**** Stored records

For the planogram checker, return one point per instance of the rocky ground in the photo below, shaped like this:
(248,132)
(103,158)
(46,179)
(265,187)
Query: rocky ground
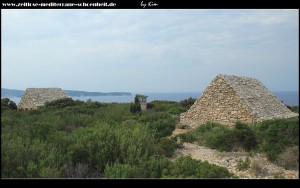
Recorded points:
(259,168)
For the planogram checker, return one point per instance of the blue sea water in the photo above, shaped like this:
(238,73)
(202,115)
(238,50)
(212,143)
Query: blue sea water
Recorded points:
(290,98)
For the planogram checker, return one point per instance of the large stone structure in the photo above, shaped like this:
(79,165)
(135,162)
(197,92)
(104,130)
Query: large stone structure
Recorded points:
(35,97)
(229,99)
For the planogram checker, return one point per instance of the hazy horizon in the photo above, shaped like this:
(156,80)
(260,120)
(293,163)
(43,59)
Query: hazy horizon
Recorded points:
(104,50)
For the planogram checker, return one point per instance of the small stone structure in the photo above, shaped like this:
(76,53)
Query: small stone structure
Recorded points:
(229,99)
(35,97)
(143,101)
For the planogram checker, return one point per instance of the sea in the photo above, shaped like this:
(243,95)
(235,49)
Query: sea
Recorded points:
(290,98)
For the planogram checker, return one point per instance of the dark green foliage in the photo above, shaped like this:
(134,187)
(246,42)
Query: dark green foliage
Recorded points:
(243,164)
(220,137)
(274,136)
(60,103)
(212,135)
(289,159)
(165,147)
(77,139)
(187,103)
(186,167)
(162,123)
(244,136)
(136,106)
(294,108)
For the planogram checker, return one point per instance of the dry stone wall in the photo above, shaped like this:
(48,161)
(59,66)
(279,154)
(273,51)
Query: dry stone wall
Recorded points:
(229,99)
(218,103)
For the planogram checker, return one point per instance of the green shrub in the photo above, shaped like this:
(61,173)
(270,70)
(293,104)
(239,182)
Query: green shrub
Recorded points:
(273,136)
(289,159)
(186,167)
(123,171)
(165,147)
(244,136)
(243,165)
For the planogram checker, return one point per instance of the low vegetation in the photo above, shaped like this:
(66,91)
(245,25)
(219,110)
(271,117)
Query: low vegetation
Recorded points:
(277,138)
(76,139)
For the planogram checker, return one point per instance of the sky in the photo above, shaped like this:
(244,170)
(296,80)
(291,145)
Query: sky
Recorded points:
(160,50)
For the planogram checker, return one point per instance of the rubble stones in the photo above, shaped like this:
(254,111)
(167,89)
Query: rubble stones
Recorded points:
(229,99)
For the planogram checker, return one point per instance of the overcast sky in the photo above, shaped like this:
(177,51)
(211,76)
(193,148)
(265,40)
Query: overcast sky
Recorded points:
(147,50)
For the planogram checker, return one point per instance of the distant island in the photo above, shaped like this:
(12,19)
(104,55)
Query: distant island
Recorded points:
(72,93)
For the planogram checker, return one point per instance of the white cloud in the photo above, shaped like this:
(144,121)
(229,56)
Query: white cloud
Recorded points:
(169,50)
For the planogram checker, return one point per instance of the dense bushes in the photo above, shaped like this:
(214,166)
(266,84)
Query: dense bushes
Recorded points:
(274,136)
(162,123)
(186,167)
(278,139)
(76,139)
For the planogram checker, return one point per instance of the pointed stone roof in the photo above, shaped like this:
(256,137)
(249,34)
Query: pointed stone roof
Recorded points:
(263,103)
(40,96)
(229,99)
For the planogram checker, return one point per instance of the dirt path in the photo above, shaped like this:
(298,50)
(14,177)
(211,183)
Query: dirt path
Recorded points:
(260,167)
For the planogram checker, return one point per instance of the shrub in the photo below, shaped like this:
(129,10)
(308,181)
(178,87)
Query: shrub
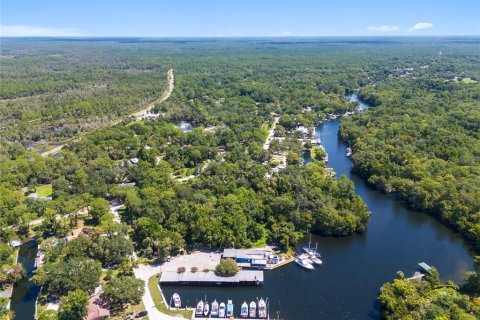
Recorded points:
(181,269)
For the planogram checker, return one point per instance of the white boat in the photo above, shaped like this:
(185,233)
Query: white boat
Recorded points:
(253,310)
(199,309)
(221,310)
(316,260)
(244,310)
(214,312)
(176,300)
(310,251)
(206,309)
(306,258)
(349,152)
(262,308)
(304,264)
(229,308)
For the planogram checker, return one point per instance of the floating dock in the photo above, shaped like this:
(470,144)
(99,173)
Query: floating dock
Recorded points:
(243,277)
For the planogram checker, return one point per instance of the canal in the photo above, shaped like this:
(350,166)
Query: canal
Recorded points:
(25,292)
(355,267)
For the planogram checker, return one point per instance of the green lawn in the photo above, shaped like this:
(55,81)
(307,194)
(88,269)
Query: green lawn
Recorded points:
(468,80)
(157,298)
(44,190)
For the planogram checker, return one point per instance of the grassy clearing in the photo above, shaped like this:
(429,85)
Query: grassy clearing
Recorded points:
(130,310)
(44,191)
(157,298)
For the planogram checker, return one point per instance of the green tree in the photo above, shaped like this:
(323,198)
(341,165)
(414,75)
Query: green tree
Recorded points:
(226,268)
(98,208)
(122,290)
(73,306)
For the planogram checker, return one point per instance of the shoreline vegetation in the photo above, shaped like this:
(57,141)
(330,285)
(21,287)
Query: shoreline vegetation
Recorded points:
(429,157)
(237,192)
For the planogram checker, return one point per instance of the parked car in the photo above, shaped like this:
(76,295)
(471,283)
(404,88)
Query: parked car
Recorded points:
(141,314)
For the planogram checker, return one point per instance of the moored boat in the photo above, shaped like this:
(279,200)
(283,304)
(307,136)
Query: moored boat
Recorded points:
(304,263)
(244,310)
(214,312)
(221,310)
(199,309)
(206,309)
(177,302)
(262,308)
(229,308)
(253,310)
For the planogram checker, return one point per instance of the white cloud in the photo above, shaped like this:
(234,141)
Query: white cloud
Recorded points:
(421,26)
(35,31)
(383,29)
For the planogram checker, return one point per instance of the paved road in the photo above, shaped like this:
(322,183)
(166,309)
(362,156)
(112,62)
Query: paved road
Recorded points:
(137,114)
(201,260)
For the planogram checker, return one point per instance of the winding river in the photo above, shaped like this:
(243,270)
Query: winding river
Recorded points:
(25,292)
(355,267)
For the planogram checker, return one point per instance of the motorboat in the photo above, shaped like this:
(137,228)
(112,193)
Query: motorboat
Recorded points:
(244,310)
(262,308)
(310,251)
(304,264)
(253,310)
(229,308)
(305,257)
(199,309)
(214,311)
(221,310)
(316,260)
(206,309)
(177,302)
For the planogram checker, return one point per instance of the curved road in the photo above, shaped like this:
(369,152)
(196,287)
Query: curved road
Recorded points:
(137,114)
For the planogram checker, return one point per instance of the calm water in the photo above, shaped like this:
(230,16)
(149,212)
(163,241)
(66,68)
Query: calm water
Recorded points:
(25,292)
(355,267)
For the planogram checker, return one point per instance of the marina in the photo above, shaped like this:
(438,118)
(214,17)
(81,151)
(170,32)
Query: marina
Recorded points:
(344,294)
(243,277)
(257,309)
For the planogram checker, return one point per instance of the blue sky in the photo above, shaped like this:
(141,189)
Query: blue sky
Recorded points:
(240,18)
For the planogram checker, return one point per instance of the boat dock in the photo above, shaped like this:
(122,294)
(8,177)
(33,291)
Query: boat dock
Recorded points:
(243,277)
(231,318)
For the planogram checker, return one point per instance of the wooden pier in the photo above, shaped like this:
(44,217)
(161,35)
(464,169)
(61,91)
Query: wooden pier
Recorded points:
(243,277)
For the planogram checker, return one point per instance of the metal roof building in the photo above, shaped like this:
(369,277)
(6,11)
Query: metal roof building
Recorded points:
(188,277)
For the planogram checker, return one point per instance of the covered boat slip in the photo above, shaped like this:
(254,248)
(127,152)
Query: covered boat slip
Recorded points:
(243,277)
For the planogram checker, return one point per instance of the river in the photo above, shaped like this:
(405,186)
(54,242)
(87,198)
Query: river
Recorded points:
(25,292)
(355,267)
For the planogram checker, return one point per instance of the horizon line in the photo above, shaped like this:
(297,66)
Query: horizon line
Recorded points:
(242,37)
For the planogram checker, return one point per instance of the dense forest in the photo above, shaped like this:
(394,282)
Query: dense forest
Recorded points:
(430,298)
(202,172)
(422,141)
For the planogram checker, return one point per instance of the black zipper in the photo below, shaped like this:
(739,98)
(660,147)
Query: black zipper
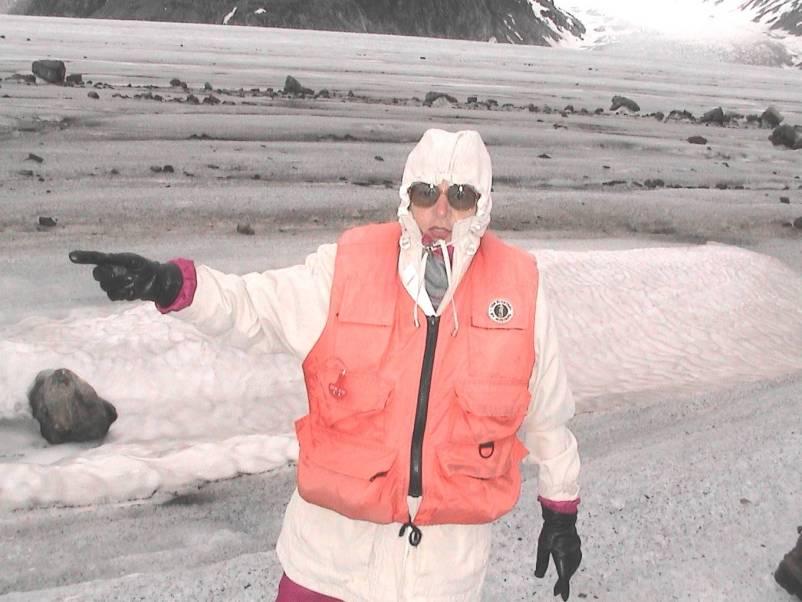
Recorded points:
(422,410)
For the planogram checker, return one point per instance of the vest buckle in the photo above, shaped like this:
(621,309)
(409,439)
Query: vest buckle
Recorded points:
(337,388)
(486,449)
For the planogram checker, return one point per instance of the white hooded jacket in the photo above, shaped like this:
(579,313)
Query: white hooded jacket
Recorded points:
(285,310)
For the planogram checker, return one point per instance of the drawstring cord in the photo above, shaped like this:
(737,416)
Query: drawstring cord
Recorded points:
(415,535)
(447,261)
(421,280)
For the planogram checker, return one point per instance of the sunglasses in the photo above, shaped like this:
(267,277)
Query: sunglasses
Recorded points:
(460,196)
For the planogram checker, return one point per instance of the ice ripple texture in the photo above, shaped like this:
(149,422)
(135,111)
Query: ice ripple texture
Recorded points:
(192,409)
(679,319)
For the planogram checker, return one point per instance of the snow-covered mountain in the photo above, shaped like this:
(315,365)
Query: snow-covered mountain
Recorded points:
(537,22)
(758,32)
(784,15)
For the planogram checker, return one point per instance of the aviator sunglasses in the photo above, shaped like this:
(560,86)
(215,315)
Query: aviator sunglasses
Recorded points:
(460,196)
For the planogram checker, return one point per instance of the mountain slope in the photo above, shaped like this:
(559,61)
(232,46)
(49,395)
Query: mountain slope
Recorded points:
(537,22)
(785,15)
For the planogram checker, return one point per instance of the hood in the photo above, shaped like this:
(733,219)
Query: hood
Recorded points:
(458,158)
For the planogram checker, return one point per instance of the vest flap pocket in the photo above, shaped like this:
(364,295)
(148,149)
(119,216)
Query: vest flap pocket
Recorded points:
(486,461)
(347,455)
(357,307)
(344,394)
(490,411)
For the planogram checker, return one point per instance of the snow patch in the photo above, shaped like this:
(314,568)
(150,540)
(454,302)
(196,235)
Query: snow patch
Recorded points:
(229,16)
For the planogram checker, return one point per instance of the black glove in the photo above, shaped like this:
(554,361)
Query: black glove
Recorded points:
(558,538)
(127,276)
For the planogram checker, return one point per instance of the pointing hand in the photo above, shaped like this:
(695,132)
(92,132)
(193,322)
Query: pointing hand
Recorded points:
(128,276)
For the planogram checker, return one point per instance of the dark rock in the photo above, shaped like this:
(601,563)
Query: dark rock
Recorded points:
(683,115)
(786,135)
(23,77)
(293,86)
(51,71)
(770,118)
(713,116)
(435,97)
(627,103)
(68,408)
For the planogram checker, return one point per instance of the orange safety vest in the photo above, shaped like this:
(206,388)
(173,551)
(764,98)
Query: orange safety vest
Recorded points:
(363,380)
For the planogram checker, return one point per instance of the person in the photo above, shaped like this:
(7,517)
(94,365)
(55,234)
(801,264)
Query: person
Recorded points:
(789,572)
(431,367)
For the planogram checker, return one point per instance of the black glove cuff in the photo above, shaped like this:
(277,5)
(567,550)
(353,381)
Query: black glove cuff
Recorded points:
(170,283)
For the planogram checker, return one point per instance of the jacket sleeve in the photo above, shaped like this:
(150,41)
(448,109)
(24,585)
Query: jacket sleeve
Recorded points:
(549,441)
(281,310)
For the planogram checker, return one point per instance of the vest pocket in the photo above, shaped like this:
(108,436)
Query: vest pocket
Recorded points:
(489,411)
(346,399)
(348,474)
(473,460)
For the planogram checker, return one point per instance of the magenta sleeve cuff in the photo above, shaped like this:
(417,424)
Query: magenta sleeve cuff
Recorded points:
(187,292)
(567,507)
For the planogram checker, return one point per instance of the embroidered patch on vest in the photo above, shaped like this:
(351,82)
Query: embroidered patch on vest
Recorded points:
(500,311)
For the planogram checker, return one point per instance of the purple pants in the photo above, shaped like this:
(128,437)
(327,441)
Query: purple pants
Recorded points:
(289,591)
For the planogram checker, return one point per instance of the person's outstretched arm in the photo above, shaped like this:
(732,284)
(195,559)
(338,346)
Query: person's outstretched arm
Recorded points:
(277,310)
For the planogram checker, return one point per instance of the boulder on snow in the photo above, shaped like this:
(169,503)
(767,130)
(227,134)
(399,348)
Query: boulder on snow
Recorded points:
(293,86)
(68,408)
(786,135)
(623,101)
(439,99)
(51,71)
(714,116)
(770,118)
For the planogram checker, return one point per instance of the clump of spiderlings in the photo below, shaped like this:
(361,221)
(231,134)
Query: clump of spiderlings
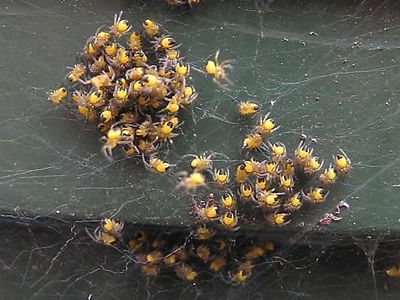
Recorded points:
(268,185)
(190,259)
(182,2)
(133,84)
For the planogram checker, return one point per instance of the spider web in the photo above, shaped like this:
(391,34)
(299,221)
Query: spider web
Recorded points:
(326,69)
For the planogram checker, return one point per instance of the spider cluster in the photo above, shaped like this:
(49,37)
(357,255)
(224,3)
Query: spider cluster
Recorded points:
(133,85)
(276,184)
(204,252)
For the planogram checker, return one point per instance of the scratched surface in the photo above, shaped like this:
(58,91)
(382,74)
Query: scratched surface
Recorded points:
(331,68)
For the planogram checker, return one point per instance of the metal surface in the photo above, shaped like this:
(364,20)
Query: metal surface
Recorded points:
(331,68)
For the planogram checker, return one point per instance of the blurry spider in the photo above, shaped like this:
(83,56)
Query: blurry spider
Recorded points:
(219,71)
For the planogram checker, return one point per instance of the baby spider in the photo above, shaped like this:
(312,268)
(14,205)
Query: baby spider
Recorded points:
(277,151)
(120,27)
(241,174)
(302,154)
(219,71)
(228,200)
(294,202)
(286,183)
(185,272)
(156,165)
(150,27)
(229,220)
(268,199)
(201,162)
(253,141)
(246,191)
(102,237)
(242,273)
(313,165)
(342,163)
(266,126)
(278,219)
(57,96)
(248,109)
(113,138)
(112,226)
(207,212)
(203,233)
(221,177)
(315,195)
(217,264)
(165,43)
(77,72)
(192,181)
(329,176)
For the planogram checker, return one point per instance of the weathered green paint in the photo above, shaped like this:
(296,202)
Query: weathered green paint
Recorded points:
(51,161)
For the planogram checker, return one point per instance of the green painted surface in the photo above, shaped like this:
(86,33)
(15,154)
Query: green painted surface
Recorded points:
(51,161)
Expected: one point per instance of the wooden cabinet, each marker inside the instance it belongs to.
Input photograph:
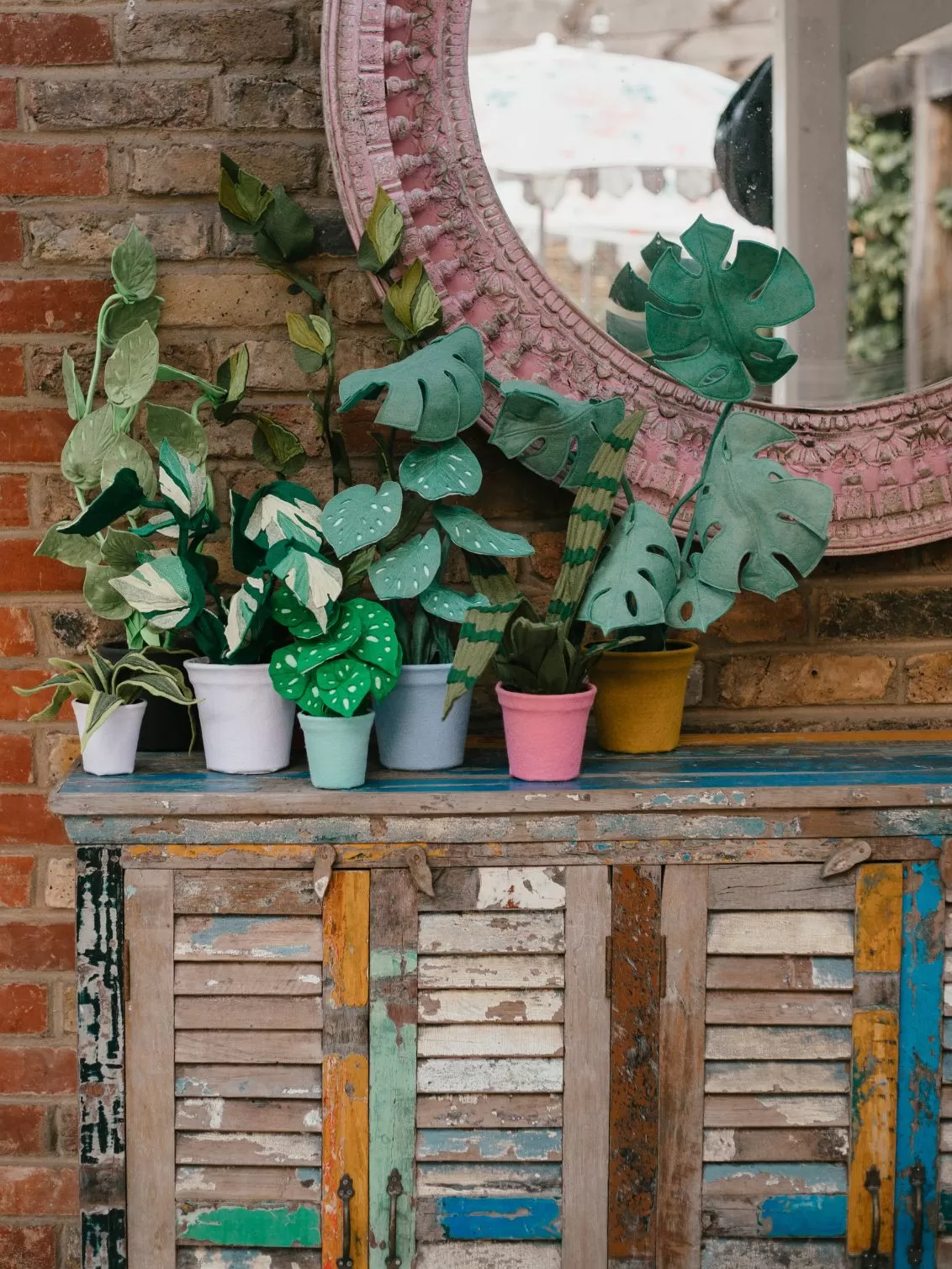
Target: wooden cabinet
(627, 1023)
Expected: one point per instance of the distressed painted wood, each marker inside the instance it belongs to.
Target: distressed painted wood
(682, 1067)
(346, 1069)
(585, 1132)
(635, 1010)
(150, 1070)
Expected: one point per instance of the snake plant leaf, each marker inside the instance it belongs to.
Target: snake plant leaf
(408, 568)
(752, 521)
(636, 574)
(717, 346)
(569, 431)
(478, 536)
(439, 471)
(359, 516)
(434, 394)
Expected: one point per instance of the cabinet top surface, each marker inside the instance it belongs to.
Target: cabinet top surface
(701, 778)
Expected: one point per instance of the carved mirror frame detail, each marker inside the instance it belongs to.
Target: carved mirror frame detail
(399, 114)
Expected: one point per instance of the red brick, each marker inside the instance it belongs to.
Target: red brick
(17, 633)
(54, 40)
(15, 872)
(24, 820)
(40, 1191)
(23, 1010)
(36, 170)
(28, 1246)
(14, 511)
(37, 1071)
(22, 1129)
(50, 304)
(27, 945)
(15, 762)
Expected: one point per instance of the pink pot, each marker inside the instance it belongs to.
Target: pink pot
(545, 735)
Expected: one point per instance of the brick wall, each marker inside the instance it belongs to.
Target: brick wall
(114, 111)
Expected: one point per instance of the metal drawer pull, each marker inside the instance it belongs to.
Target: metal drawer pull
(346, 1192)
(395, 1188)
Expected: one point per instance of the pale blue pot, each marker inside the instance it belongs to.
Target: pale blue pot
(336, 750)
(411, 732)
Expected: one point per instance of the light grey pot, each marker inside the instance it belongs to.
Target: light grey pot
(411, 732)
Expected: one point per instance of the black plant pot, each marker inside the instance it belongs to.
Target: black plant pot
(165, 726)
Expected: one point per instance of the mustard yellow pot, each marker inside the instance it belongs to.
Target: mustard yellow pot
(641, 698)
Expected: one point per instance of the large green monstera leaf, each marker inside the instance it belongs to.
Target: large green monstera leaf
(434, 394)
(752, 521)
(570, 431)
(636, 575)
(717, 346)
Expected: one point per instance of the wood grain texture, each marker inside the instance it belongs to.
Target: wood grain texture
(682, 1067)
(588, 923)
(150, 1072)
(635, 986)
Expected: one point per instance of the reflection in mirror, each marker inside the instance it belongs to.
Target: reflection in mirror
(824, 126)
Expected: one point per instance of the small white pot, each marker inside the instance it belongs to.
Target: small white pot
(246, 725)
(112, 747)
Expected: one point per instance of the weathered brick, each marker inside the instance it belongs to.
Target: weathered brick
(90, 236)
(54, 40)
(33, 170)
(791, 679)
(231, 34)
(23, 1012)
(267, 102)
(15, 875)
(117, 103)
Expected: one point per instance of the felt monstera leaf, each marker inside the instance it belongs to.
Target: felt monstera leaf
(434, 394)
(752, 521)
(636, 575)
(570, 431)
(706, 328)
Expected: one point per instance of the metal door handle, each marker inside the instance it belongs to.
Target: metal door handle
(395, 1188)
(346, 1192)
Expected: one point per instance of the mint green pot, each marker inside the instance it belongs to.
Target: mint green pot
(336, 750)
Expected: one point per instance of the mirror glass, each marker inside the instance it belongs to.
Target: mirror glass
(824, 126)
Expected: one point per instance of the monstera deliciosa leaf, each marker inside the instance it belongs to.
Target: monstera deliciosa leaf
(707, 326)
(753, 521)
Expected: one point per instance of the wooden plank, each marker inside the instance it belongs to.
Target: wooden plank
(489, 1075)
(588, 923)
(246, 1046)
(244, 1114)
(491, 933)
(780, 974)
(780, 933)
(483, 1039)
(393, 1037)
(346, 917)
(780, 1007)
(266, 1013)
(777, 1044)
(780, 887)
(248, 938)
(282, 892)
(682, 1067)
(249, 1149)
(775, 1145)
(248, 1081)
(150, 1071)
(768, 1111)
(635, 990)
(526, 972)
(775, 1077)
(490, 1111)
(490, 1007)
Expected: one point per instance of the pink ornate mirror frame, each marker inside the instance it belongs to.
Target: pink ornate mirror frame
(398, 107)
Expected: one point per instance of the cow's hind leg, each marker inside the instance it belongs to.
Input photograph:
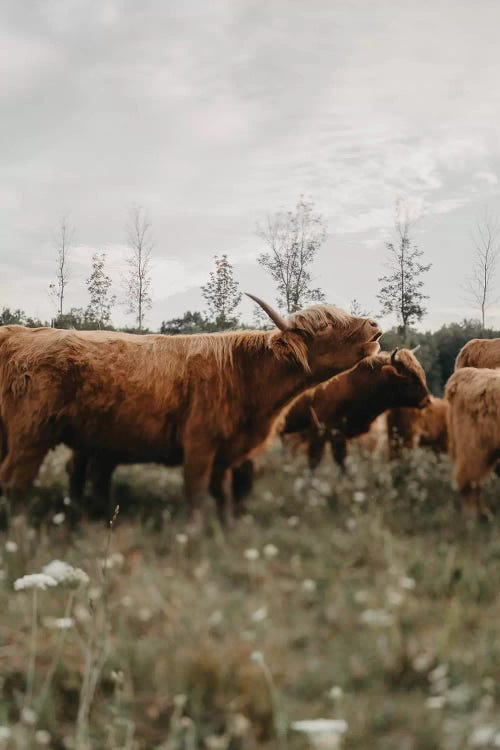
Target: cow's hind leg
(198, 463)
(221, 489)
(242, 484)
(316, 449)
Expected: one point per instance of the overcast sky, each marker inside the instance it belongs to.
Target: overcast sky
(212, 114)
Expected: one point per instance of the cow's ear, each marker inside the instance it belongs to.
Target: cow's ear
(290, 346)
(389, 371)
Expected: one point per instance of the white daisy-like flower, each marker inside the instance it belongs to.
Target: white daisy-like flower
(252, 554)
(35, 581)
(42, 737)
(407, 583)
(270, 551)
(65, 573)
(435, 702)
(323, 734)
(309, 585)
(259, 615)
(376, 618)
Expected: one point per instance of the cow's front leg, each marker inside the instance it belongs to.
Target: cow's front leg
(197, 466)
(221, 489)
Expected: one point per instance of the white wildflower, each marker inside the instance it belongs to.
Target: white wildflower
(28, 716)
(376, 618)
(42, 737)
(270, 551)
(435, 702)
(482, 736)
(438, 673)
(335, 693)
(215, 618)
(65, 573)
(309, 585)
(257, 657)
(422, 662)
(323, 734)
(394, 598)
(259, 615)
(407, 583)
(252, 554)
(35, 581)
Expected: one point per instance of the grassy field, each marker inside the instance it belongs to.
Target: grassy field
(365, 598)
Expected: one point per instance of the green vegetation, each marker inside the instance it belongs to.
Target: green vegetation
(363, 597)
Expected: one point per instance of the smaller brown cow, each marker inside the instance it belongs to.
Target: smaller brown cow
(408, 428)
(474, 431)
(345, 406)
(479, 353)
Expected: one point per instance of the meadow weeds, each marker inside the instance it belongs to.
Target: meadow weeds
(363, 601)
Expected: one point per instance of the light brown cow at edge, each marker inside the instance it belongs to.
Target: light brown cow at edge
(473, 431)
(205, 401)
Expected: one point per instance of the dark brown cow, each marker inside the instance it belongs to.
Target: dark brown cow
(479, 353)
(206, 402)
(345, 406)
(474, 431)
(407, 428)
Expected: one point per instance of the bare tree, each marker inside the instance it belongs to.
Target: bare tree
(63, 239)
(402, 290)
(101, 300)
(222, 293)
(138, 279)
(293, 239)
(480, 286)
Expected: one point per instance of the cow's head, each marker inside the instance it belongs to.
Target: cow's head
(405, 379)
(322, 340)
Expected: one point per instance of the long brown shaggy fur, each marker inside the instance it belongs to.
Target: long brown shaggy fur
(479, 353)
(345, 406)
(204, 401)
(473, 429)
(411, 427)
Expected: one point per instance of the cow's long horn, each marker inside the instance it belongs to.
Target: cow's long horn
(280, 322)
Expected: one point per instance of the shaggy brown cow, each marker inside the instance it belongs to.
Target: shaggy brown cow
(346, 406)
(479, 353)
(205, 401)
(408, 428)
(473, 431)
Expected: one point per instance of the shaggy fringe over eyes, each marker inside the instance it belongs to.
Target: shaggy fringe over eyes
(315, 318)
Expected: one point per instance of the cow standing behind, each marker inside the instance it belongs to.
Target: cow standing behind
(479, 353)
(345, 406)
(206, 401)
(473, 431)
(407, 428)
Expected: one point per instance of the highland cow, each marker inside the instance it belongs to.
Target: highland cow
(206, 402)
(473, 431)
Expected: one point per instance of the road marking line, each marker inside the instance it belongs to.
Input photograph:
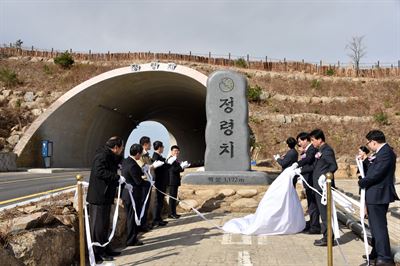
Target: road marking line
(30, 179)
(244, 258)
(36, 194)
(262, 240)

********

Copy, without the pictures, exactly the lines from the line with "Expected: one point per instance of the bare" through the end of the material above, both ends included.

Expected: one point per instance of the bare tree, each marker inside the instance it belongs to.
Target: bare tree
(63, 239)
(402, 290)
(101, 300)
(222, 293)
(138, 279)
(293, 239)
(480, 286)
Expected: one point per instance of the cow's head, each marker inside the instance it belongs to.
Target: cow's head
(405, 379)
(322, 340)
Expected: one point per instance of the long brown shaggy fur, each marker inside the instance it belongs to.
Target: long brown shaggy fur
(479, 353)
(345, 406)
(204, 401)
(473, 429)
(411, 427)
Expected: one point per instance of the cow's long horn, each marker inside the instance it belongs to.
Target: cow's long horn
(280, 322)
Expected: one point per instance of the shaggy brown cow, each marker inside the instance it belongs to.
Target: shaggy brown cow
(346, 406)
(479, 353)
(205, 401)
(408, 428)
(473, 431)
Expected: one point per instance of the shaggy fringe over eyes, each marker inside the instance it belongs to.
Target: shaggy fringe over eyes
(315, 318)
Expected: one point per instance of the cow standing behind, each marker inside the instance it belongs to.
Target: cow standing behind
(479, 353)
(345, 406)
(206, 401)
(473, 431)
(407, 428)
Expected: one point per instance of the highland cow, each marker inside the instance it belongs to.
Target: highland cow
(206, 402)
(473, 431)
Expected: one point per instance of the road marking line, each marker inside the instance it belongs to.
Input photograph:
Target: road marking line
(30, 179)
(244, 258)
(36, 194)
(262, 240)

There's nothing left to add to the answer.